┌─ Input records

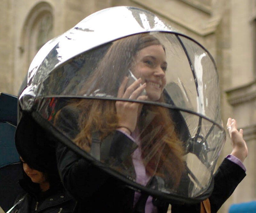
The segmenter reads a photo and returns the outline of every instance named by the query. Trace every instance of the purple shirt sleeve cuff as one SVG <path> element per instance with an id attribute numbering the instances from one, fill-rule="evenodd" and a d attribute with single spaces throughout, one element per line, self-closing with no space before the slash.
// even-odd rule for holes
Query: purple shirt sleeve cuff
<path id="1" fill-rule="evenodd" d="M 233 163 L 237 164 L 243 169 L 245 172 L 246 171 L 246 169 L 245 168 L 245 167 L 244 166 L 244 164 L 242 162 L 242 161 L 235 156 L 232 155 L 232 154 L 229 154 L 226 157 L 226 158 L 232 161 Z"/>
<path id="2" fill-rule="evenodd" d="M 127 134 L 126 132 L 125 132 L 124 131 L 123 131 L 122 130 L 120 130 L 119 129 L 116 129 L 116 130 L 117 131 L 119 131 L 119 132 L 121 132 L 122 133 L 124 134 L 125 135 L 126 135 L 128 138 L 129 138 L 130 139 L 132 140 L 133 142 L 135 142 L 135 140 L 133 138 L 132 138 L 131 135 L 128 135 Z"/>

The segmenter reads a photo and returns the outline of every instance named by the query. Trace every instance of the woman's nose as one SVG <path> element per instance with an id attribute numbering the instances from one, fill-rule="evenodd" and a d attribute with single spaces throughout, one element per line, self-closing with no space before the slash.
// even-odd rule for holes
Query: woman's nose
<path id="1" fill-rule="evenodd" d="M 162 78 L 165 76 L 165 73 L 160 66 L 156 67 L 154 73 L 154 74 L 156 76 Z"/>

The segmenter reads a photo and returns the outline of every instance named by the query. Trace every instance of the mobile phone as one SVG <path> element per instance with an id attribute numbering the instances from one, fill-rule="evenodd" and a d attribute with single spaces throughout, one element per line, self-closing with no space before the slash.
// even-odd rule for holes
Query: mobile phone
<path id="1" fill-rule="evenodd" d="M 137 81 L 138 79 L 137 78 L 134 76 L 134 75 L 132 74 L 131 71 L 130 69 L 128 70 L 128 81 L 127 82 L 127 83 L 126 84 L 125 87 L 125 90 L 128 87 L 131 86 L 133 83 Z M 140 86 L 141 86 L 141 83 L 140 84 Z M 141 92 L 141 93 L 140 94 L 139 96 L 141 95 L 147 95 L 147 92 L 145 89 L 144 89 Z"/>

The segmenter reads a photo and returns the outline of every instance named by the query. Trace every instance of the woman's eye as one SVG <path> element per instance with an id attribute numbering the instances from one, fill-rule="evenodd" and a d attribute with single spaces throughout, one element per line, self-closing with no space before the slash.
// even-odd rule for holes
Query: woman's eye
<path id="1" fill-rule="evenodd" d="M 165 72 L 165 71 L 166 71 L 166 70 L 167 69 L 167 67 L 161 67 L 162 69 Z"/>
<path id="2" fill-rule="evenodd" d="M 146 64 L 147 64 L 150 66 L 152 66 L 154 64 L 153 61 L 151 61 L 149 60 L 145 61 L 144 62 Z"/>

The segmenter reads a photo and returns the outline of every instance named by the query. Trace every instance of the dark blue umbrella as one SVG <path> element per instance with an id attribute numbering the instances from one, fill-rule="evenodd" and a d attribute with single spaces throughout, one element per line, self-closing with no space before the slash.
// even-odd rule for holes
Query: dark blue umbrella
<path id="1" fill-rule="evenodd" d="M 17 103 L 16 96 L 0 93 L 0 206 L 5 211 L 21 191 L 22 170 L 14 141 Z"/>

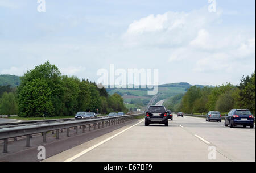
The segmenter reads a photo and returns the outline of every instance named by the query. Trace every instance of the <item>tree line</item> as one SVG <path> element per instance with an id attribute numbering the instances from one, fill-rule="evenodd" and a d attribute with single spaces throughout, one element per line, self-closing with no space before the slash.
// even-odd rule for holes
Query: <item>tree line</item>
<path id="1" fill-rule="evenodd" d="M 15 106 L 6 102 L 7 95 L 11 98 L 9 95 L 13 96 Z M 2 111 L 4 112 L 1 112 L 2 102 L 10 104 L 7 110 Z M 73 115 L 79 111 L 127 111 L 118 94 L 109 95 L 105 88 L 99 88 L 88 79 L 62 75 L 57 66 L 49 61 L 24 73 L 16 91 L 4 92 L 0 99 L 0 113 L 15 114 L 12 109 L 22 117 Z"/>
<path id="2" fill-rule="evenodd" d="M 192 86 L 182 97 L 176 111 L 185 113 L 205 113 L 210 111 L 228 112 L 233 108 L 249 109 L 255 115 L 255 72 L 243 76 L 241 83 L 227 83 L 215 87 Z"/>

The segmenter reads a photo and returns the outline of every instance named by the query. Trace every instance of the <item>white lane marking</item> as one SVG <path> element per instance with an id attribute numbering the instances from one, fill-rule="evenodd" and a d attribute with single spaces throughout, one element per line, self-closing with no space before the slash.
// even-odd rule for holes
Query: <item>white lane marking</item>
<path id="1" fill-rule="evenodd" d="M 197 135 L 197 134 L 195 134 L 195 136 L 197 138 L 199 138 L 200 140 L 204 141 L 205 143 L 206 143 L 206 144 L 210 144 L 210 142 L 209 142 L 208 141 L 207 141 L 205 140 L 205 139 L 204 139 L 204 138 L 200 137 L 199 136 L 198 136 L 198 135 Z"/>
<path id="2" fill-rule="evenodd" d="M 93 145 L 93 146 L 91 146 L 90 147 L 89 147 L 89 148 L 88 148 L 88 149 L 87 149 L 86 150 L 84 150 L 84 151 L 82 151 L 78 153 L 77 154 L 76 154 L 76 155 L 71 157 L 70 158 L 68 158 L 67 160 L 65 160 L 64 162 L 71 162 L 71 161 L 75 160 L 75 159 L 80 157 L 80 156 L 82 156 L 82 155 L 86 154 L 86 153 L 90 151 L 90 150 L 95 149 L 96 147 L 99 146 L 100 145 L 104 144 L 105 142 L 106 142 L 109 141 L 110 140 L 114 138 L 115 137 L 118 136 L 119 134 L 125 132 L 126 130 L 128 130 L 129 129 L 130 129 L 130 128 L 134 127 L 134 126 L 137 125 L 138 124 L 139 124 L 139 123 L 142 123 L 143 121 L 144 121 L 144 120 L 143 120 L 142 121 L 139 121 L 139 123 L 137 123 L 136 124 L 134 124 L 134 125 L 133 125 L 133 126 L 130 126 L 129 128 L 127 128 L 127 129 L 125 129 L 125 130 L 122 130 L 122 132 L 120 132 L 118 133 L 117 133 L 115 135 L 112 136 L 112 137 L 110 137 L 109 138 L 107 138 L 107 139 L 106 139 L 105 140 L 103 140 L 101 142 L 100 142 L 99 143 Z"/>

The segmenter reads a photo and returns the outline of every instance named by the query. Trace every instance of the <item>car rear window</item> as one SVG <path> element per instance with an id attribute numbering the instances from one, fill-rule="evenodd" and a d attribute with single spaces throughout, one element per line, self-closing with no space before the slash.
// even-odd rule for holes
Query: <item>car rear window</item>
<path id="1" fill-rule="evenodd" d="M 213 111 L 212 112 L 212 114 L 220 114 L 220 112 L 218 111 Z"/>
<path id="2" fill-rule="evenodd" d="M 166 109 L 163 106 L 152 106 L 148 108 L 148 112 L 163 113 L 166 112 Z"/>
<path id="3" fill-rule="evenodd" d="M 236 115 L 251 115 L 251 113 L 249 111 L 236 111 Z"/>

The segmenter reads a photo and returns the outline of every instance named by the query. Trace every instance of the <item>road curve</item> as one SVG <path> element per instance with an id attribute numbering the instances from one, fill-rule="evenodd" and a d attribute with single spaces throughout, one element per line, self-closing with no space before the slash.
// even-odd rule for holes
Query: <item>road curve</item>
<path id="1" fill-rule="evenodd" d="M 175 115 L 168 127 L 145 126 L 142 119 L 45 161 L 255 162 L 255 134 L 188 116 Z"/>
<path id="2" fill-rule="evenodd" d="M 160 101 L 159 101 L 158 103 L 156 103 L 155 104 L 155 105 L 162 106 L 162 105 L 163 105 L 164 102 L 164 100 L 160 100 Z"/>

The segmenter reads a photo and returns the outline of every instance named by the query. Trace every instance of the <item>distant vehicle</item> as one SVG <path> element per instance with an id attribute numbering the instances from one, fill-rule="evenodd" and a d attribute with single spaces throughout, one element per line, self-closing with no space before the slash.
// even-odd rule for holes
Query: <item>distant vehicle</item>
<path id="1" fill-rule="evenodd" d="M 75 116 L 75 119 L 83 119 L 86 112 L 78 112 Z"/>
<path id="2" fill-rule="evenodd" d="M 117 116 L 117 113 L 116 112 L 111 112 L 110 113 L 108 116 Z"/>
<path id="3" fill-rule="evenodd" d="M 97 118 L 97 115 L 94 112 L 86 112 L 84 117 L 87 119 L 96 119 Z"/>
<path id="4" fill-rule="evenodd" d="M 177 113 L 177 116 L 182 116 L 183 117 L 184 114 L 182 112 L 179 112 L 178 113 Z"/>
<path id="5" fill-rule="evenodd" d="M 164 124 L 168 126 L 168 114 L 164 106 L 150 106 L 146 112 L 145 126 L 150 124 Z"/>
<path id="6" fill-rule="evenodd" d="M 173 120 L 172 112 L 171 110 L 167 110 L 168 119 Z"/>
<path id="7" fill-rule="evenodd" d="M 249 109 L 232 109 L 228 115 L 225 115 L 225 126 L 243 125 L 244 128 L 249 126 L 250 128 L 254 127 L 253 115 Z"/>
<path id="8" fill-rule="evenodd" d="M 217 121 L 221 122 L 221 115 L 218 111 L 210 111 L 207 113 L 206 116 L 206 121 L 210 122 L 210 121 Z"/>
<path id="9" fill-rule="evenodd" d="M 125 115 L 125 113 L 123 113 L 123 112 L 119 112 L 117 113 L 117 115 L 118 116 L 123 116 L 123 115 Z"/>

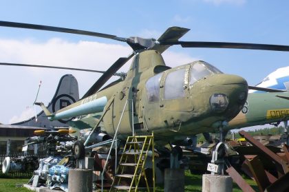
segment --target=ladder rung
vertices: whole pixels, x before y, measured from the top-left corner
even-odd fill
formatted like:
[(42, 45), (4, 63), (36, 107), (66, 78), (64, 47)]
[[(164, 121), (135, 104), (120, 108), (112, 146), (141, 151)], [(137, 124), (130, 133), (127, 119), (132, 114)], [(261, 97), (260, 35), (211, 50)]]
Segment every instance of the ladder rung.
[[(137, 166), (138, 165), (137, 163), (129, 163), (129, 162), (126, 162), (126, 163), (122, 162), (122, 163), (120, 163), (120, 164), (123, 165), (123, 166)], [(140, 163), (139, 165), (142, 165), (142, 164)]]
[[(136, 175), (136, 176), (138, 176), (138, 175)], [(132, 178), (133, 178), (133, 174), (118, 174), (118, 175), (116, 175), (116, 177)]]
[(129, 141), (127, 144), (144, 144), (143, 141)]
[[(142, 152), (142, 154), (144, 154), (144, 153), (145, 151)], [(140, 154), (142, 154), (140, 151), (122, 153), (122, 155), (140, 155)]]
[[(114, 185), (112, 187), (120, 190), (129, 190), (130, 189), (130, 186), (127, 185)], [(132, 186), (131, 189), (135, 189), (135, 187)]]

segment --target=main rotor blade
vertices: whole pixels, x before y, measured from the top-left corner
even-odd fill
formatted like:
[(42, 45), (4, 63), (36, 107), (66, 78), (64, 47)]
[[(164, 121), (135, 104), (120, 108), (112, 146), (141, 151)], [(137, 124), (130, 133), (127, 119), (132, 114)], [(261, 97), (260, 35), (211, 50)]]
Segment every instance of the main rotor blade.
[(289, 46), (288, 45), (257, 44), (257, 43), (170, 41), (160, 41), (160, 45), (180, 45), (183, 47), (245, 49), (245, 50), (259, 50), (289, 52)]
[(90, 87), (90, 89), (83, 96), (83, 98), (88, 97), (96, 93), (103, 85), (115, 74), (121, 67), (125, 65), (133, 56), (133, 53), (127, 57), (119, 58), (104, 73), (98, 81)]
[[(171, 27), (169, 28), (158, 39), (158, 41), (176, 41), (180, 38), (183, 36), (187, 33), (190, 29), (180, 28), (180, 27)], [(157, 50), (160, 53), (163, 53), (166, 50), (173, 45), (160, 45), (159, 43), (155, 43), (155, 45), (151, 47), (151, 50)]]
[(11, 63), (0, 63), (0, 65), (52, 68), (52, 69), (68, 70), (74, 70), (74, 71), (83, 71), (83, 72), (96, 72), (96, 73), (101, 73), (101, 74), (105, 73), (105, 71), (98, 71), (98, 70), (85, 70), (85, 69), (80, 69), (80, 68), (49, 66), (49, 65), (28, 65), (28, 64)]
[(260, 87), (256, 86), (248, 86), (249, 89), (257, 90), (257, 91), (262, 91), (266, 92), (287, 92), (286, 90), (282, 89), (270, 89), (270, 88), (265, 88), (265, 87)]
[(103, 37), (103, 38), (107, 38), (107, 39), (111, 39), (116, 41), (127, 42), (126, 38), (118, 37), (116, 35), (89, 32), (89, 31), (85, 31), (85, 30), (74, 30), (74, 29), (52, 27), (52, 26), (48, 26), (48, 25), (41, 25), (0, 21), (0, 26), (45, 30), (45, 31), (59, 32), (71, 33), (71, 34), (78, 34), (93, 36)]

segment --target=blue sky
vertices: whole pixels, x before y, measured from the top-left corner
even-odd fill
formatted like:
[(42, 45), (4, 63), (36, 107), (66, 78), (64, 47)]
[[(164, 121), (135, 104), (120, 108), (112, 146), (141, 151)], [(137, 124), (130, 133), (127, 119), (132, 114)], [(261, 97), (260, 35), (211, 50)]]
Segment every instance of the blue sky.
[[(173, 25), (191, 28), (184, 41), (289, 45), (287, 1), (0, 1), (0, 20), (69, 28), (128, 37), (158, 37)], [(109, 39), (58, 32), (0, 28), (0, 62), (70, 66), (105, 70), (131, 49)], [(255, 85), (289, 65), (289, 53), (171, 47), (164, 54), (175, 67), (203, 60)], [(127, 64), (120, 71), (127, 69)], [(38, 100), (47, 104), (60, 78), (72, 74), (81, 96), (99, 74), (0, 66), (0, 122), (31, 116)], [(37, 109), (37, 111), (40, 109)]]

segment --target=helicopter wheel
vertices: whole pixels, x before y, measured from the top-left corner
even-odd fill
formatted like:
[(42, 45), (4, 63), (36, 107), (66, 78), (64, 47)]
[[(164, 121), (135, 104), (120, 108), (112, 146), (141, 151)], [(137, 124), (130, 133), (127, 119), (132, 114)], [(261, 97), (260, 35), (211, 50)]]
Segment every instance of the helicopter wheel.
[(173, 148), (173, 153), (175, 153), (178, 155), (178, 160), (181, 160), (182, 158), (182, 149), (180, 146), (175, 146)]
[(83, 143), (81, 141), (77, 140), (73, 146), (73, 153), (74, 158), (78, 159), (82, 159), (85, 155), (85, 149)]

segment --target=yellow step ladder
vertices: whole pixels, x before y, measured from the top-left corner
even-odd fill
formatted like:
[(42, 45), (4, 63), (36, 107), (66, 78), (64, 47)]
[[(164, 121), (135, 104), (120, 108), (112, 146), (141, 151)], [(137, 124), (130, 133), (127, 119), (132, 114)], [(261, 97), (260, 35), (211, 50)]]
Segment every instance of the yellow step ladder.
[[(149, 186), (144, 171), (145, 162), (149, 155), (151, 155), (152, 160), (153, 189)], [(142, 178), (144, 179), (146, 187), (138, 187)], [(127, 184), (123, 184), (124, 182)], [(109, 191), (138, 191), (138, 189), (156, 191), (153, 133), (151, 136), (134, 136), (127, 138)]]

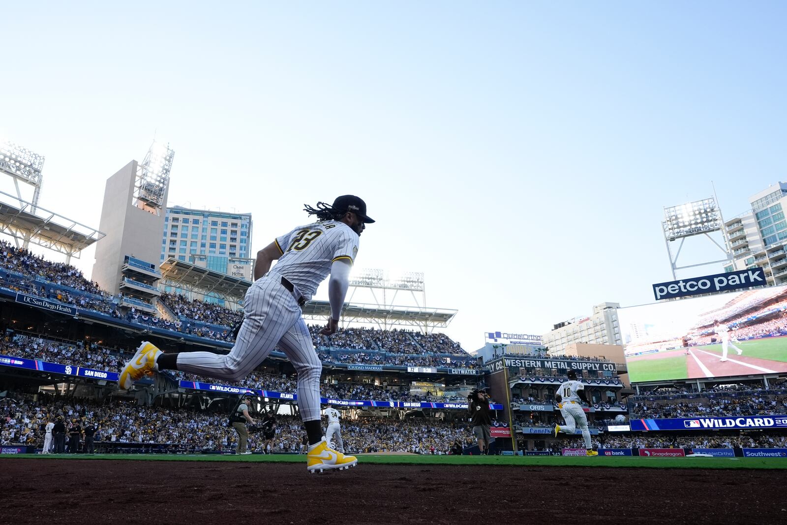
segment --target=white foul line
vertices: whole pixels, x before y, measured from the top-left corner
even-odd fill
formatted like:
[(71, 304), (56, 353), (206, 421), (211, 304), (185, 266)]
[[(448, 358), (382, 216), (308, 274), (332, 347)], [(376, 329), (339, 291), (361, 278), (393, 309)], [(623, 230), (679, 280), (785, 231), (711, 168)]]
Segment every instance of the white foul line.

└─

Problem to work on
Switch "car rear window" to "car back window" in the lines starting at the one containing "of the <item>car" and ending at the one containing "236 115 L 251", and give only those lines with everything else unchanged.

Reply
The segmenter reads a photo and returns the outline of every instance named by the query. Trace every instance of the <item>car back window</item> as one SVG <path> element per instance with an id attribute numbering the instances from one, fill-rule="evenodd" and a d attribute with single spaces throughout, one element per line, self-closing with no space before the slash.
// even-odd rule for holes
Query: <item>car back window</item>
<path id="1" fill-rule="evenodd" d="M 213 111 L 212 112 L 212 114 L 220 114 L 220 112 L 218 111 Z"/>
<path id="2" fill-rule="evenodd" d="M 166 109 L 163 106 L 152 106 L 148 108 L 148 112 L 163 113 L 166 112 Z"/>
<path id="3" fill-rule="evenodd" d="M 236 115 L 251 115 L 251 113 L 249 111 L 236 111 Z"/>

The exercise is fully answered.